» TASK DIRECTIONS: Each line of the data below that contains "positive" must be copied.

» THE RECORDS:

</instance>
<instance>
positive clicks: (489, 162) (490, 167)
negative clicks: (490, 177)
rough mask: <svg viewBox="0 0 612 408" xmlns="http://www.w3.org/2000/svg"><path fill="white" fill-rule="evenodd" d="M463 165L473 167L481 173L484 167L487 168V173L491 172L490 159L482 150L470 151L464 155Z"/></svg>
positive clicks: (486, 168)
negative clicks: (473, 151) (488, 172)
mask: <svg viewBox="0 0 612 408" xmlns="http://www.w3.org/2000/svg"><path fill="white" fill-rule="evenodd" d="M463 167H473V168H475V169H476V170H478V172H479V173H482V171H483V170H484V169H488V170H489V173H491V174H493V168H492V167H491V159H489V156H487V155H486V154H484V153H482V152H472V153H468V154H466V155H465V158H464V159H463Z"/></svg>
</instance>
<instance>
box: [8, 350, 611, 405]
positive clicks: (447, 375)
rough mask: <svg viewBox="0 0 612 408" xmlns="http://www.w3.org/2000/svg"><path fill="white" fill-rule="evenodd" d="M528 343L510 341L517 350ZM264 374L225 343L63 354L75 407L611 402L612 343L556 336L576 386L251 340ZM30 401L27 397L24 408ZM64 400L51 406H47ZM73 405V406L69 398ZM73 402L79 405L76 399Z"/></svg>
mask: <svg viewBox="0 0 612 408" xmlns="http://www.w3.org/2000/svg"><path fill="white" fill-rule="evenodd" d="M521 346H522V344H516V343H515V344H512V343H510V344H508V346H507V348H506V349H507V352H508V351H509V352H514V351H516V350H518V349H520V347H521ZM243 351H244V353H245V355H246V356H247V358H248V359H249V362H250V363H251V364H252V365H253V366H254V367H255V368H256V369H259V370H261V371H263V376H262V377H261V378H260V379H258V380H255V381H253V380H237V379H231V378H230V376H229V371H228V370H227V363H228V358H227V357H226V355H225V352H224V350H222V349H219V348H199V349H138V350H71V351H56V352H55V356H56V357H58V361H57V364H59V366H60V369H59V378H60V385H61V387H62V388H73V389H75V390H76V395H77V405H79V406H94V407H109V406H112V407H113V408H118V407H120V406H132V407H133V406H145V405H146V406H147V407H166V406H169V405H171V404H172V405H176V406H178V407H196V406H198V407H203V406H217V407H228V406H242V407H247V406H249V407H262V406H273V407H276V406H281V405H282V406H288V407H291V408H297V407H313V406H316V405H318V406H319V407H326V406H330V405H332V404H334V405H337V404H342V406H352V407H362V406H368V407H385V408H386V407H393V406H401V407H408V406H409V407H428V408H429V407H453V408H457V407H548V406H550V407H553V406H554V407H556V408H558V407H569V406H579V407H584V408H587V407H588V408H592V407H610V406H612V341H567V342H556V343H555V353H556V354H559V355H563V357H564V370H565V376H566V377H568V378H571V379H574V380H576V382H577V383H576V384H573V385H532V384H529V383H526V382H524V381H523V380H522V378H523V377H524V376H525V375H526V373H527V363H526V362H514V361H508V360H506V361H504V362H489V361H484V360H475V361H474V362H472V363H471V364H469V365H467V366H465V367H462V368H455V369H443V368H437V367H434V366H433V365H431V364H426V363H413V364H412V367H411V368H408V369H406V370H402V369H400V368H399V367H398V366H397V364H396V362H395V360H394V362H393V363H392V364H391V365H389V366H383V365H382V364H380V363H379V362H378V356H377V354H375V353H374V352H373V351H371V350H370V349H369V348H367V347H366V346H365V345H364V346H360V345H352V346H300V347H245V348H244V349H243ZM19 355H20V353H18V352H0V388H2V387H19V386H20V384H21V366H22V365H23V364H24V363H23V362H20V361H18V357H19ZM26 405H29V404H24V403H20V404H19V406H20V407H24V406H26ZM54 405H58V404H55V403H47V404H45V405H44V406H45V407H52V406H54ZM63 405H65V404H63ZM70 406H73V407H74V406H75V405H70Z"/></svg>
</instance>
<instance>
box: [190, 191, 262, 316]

» EXPECTED OUTPUT:
positive clicks: (489, 162) (490, 167)
positive clicks: (486, 168)
positive clicks: (447, 375)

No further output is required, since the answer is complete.